** WHAT IS NEEDED **
Every line holding the string "distant" should be copied out of the listing.

= Beginning of Section =

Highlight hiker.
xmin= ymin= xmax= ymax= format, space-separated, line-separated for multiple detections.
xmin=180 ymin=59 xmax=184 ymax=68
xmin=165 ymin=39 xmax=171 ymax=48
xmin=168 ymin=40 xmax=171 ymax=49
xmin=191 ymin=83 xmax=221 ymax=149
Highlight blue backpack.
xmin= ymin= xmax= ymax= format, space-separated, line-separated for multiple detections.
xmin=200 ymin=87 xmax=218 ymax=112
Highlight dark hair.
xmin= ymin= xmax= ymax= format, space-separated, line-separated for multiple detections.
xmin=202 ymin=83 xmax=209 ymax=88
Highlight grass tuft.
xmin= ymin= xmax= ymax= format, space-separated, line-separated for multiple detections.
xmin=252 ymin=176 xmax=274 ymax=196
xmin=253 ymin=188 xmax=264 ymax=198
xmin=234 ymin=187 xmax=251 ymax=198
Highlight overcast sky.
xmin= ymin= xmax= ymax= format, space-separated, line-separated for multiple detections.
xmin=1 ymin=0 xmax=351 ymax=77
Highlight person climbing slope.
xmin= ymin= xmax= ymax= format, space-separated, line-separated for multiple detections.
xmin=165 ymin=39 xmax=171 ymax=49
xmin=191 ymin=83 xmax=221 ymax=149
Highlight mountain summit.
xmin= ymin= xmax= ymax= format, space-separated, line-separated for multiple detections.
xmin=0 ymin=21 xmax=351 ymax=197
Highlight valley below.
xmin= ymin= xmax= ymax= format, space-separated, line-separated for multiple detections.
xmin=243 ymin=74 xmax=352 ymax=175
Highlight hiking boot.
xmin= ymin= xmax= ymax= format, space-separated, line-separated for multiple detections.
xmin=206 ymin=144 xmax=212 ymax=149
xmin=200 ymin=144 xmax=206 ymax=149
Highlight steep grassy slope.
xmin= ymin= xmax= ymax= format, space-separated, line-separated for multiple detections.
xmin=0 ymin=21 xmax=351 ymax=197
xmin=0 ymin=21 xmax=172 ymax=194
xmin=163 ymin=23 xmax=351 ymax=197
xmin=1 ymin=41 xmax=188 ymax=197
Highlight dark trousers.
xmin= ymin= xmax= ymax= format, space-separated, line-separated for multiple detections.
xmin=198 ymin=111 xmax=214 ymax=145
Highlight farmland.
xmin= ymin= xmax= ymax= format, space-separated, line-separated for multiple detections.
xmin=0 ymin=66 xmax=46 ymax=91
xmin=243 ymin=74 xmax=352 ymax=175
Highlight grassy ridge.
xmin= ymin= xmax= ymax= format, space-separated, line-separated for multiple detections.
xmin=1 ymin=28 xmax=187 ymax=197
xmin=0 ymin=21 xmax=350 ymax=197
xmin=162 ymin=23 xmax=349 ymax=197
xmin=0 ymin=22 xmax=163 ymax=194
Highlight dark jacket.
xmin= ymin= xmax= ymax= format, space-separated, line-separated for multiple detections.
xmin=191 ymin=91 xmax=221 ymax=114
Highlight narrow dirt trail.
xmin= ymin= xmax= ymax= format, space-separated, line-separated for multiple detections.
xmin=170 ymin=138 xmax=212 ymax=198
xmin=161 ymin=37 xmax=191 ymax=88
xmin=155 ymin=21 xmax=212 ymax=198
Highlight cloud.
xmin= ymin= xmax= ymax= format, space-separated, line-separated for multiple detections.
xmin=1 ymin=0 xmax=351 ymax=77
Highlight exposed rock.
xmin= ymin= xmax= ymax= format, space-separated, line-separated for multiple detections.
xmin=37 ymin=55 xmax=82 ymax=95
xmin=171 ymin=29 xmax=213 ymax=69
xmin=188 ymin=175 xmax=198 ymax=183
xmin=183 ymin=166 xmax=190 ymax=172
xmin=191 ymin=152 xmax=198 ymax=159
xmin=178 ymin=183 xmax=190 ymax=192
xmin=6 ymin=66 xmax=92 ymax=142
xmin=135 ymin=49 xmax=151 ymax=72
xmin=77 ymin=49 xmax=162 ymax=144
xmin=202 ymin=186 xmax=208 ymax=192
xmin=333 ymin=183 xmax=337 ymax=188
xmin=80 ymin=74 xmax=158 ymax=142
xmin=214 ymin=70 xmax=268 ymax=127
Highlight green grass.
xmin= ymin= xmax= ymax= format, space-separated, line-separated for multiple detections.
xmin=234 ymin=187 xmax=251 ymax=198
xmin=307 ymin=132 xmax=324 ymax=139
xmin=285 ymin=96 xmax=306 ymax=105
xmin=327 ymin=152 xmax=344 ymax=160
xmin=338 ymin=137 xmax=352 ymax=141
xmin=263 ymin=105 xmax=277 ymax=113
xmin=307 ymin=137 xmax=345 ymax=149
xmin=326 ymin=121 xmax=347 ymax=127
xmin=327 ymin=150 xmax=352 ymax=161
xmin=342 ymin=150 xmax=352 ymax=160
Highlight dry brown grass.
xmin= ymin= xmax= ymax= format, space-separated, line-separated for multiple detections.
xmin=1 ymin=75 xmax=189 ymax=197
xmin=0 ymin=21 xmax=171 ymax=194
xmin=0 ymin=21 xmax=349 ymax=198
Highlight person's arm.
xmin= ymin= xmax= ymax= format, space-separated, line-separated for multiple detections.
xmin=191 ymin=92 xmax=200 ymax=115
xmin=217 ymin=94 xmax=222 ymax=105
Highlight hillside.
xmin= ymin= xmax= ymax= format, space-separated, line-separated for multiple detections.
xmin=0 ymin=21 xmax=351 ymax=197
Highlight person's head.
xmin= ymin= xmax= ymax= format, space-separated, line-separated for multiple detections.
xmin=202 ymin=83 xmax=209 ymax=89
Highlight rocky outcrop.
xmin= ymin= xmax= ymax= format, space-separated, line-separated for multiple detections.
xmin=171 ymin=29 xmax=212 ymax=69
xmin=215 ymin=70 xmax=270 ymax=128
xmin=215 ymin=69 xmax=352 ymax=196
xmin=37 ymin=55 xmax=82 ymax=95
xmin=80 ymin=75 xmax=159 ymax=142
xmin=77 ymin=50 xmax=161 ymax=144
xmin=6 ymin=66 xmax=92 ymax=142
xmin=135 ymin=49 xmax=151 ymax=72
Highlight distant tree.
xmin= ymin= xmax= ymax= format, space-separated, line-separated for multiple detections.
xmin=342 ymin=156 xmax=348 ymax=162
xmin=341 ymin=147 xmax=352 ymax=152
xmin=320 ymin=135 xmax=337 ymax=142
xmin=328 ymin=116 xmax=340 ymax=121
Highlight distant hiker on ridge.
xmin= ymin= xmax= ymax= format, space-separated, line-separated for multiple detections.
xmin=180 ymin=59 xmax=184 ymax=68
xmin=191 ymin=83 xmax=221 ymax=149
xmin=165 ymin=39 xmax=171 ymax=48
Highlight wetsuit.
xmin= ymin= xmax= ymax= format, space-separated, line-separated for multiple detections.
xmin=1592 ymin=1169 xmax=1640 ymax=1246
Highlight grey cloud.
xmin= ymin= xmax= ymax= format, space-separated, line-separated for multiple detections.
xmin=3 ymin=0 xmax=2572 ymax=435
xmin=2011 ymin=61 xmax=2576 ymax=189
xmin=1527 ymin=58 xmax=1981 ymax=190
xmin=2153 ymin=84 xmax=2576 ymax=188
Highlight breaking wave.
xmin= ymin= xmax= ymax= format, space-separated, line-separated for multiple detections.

= End of Section =

** WRITTEN REPLY **
Highlight distant tree.
Highlight distant hiker on ridge.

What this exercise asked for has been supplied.